• Исходный текст:
Положение сценариста на производстве крайне не­завидно. Как только картина начинает сниматься, о сценаристе забывают, часто с ним не согласовывают кандидатуры актеров, ему не показывают эскизов ху­дожника, ему не показывают материалы, подчас и за­бывают даже пригласить на просмотр готовой карти­ны. Кто угодно имеет право переделывать, изменять, сокращать сценарий, даже не ставя автора в извест­ность. Вспоминают о сценаристе только в случае неуда­чи картины.

Зато в случае удачи на первый план выплывает фи­гура режиссера. Рецензенты и критики картин не счи­тают нужным анализировать сценарий, драматургию фильма. Рецензии на сценарии не печатаются в «Лите­ратурной газете», так как, видимо, сценарий не счи­тается литературой. Они не печатаются в «Советском искусстве», так как сценарий не считается кинопроиз­ведением... Толстые журналы не печатают сценариев принципиально.

Между тем читательские массы проявляют огром­ный интерес к сценарной литературе.

Очень плохо обстоит дело с прохождением сцена­риев. Все то, что сказано в постановлении ЦК ВКП(б) о репертуаре театров в отношении количества инстан­ций, через которые проходит пьеса, полностью отно­сится к сценариям. Вернее, в кинематографе этих ин­станций еще вдвое, втрое больше.

И, наконец, существующая система оплаты труда кинодраматурга не обеспечивает ему возможности пи­сать без отражающейся на качестве сценария спешки.

Неразбериха в организации сценарного дела при­водит к тому, что многие писатели-кинодраматурги уходят в другие области литературы. Председатель Комитета по делам искусств, т. М. Храпченко в опубли­кованной недавно статье указывает, что к работе над пьесами привлечены многие кинодраматурги. Он пе­речисляет несколько фамилий. Я могу значительно уве­личить приведенный им список. Это, конечно, очень хорошо для театров, но совсем не хорошо для кинема­тографа... Пора перестать смотреть на сценарий как на низший сорт литературы, как на отхожий промысел для иных крупных писателей. Пора перестать говорить: «у нас в кино». Не «у нас в кино», а у нас с вами в ки­нодраматургии неважно обстоит дело с литературной основой киноискусства. Пора признать кинодраматур­гию родной и равноправной сестрой прозы и театраль­ной драматургии.

С другой стороны, Министерству кинематографии пора понять, что автор сценария есть важнейшее, от­ветственнейшее лицо в цепи творческих работников, осуществляющих картину. Понять это и сделать отсю­да необходимые творческие и организационные вы­воды.

Указания на именованные объекты:
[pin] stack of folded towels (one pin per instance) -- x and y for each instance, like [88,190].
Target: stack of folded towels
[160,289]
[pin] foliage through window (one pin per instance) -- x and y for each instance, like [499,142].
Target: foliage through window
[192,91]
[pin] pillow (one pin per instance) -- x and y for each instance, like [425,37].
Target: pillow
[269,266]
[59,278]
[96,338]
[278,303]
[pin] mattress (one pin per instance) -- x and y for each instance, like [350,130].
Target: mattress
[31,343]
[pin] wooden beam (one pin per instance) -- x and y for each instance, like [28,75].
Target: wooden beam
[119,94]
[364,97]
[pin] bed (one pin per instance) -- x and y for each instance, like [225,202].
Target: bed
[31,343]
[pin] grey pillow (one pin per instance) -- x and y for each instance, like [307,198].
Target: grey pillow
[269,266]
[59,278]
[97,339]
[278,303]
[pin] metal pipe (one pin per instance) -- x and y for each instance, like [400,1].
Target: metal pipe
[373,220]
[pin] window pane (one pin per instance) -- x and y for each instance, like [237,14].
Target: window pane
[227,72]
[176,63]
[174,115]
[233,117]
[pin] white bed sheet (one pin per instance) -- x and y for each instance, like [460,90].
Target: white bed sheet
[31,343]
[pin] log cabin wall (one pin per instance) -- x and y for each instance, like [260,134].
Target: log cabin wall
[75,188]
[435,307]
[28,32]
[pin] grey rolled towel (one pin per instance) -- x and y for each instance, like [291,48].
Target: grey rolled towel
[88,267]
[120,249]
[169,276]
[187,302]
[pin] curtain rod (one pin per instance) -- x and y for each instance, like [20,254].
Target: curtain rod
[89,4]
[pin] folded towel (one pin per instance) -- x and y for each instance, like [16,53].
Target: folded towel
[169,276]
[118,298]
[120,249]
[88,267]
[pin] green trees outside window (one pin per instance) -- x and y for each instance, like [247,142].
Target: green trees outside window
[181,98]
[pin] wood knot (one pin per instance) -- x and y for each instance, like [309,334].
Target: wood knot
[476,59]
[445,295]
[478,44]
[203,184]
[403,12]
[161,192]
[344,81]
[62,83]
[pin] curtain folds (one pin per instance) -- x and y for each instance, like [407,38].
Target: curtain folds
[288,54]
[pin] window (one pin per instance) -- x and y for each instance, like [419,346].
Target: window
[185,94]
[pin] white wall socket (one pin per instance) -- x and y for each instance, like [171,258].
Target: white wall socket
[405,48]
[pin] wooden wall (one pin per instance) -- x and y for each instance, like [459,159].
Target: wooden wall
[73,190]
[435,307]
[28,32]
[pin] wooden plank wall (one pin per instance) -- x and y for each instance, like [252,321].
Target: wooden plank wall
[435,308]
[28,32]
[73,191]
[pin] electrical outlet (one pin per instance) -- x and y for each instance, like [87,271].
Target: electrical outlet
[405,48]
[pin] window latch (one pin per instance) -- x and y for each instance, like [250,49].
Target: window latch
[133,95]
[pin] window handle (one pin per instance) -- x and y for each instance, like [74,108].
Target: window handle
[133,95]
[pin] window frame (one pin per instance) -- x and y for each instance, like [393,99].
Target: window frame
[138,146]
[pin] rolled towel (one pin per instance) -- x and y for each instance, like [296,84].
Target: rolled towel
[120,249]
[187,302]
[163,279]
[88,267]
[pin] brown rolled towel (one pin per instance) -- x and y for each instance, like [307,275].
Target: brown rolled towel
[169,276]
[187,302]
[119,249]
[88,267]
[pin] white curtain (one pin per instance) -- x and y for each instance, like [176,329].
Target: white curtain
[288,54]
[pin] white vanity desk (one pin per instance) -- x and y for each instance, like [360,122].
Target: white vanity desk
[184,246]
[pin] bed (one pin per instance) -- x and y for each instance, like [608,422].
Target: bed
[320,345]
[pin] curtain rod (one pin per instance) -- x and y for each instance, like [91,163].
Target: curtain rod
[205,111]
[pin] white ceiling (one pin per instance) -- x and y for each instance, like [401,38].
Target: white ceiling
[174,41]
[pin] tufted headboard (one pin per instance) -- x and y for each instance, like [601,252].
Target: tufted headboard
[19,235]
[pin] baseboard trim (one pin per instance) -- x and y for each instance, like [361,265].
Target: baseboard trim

• Что требуется: Почему, согласно тексту о положении сценаристов, рецензии на сценарии не печатаются в «Литературной газете»? Для работы список не понадобится.

• Выполненное задание: Потому что сценарий, видимо, не считается литературой.